## Problem details
Output the complete listing exactly.

## Data excerpts
☆ ☆ ☆

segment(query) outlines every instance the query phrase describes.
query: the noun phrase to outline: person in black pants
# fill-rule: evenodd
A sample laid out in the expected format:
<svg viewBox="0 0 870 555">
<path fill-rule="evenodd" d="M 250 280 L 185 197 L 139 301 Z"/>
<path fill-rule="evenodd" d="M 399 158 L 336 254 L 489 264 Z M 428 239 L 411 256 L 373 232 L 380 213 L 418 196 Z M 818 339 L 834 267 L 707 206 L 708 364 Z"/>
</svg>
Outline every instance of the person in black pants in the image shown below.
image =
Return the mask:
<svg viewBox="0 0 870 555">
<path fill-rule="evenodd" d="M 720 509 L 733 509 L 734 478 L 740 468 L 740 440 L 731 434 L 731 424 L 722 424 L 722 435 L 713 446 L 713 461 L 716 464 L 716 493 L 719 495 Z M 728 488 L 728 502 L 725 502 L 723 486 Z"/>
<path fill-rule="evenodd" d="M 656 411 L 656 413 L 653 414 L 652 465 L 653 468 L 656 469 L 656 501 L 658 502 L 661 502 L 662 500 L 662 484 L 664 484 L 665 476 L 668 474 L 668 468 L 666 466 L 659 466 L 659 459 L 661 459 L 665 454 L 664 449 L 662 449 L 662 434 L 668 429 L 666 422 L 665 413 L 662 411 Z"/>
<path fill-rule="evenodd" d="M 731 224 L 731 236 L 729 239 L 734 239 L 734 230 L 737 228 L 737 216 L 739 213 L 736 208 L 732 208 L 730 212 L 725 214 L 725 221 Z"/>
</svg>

☆ ☆ ☆

## Task answer
segment(query) outlines every instance the query phrase describes.
query: the noun phrase to outline: person in black pants
# fill-rule: evenodd
A sample laid out in the expected format:
<svg viewBox="0 0 870 555">
<path fill-rule="evenodd" d="M 250 280 L 185 197 L 139 301 Z"/>
<path fill-rule="evenodd" d="M 399 158 L 336 254 L 489 264 Z M 428 239 L 411 256 L 373 232 L 380 213 L 418 196 Z M 818 339 L 834 267 L 707 206 L 708 364 Z"/>
</svg>
Outline every instance of the person in black pants in the image shown below.
image =
Return the mask:
<svg viewBox="0 0 870 555">
<path fill-rule="evenodd" d="M 720 509 L 733 509 L 734 478 L 740 468 L 740 440 L 731 434 L 731 424 L 722 424 L 722 435 L 713 446 L 713 461 L 716 464 L 716 493 L 719 495 Z M 728 488 L 728 502 L 725 502 L 723 486 Z"/>
<path fill-rule="evenodd" d="M 656 411 L 656 413 L 653 414 L 652 465 L 653 468 L 656 469 L 656 501 L 658 502 L 661 502 L 662 500 L 662 484 L 664 484 L 665 476 L 668 474 L 668 468 L 666 466 L 659 466 L 659 459 L 661 459 L 665 454 L 664 449 L 662 449 L 662 434 L 668 429 L 666 422 L 665 413 L 662 411 Z"/>
<path fill-rule="evenodd" d="M 731 224 L 731 236 L 729 239 L 734 239 L 734 230 L 737 228 L 737 216 L 739 213 L 736 208 L 732 208 L 730 212 L 725 214 L 725 221 Z"/>
</svg>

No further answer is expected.